■ **Supplied passage**:
---+---

We need to have a chat about interfaces in Go

I saw an article on HN today called Back to basics: Writing an application using Go and PostgreSQL. It is generally great, but makes a common mistake – creating an unnecessary mega-interface that serves no purpose but to make the code harder to read and maintain. I see people doing this all the time, and it’s wrong, so I wrote a very long rant on HN about it. HN said “that comment is too long”, so here’s the comment!

HN, we need to have a chat about interfaces in Go. Interfaces should be defined in terms of the minimum-consumable subset of functionality needed to implement a consumer. Interfaces like that are easy to implement, which means you can implement them whenever you need them. Think about io.Reader; you’ve probably consumed these and used utility functions that consume them. The abstraction is clearly worth the implementation cost; you need to read a stream, this is how you read any stream.

Interfaces should NOT be a list of useful methods that some subsystem you wrote exports. (I bring this up because the article suggests such an architecture.) Such an interface is very difficult to implement, which leads to there only being one implementation or to dramatically increasing the maintenance burden of the codebase. If there’s only one implementation, the codebase would be easier to understand with concrete types. If there are multiple implementations, you should ask yourself why.

---+---

■ **Objective 1**:
Repeat the entries from the line with "of the forestay" through the end of the entries, both ends included.
The post on Go interfaces above and the entries below are separate material.

■ **Dataset entries**:
---+---

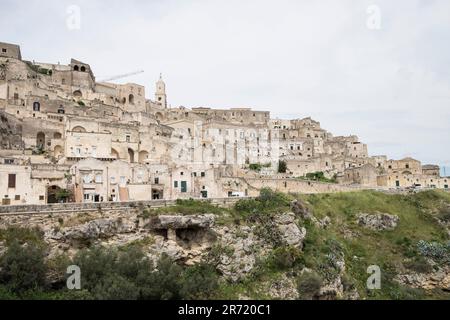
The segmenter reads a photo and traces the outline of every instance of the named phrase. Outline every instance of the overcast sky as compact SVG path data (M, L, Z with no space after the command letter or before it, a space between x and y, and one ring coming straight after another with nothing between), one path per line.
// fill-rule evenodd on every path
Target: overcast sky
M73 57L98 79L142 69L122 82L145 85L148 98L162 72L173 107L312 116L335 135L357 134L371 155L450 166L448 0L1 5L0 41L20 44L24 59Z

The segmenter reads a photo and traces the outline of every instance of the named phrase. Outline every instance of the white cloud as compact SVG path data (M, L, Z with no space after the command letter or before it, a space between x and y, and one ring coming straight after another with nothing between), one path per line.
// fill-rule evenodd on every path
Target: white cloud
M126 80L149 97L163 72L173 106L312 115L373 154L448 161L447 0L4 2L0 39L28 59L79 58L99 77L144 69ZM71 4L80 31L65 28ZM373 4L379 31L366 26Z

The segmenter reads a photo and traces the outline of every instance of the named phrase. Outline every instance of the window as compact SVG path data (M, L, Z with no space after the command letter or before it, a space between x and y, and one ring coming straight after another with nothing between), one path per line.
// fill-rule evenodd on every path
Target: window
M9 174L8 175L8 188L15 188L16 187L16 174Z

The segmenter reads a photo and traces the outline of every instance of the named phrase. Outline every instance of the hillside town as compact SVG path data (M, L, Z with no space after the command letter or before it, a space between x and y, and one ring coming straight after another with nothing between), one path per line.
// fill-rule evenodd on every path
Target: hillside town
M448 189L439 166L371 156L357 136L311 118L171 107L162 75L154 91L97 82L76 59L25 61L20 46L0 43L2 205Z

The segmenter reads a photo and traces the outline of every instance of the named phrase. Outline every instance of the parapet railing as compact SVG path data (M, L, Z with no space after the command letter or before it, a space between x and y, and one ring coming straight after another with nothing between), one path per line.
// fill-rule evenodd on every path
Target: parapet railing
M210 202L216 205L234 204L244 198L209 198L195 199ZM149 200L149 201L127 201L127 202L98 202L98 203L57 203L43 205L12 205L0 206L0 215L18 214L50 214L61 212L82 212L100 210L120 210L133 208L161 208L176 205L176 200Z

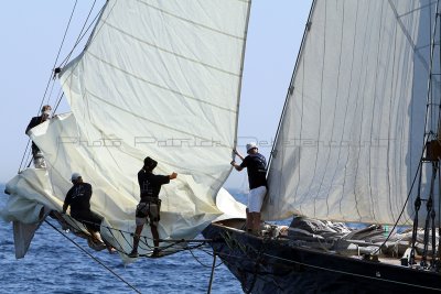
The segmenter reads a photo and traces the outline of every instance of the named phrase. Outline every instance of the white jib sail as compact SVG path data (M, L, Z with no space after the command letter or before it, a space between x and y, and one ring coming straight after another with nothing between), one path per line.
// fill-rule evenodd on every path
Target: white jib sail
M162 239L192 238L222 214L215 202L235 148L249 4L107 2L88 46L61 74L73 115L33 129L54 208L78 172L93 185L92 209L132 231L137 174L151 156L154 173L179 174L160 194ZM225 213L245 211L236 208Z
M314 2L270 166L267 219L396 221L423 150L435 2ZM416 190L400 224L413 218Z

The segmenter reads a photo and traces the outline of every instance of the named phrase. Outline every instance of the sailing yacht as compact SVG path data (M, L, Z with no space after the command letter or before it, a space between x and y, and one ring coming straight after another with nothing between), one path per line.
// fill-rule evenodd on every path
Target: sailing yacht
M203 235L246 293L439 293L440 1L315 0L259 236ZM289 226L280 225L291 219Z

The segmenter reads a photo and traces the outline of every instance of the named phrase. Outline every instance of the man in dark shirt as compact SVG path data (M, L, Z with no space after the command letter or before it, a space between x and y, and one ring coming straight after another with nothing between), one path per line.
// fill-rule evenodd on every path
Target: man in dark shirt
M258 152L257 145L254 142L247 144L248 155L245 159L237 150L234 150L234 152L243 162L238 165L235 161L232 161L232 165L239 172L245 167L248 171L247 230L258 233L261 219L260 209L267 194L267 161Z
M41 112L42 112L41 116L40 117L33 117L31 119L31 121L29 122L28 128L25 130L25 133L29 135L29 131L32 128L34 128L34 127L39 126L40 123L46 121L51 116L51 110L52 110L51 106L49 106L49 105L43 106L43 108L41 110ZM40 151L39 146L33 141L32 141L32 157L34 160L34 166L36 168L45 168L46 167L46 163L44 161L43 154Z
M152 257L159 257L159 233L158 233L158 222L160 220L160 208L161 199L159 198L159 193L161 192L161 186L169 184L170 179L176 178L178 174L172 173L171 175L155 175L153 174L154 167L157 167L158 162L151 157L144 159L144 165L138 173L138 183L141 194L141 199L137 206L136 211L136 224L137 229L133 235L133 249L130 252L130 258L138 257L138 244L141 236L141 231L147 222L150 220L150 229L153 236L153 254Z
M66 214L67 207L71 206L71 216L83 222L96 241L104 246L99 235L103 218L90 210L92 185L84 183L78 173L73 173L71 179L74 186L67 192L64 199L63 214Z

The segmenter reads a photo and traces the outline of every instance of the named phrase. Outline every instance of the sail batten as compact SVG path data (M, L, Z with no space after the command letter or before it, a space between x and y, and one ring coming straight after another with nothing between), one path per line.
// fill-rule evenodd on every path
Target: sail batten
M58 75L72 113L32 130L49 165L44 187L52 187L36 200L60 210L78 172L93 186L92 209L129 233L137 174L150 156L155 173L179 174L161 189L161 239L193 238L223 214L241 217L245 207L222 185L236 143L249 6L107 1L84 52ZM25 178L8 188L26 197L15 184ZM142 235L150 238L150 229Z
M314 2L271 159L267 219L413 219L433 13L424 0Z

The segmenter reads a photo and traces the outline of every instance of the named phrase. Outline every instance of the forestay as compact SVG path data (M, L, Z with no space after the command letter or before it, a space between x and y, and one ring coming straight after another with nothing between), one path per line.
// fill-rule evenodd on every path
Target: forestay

---+---

■ **Objective 2**:
Do these statements agree with the post on Go interfaces? Answer each with yes or no, and quote the deciding words. (a) HN refused the original comment for its length. (b) Interfaces should be a list of useful methods that a subsystem exports. (c) If there is only one implementation, concrete types would make the codebase easier to understand.

■ **Written answer 1**:
The segmenter reads a photo and traces the outline of every instance of the named phrase. Outline every instance of the forestay as compact SVG path data (M, L, Z with no space after the command letter or before it, a space between x and y, and one ring coming straight after another with nothing between), one path per line.
// fill-rule evenodd on every path
Target: forestay

■ **Written answer 2**:
(a) Yes: "HN said “that comment is too long”"
(b) No: "Interfaces should NOT be a list of useful methods that some subsystem you wrote exports."
(c) Yes: "If there’s only one implementation, the codebase would be easier to understand with concrete types."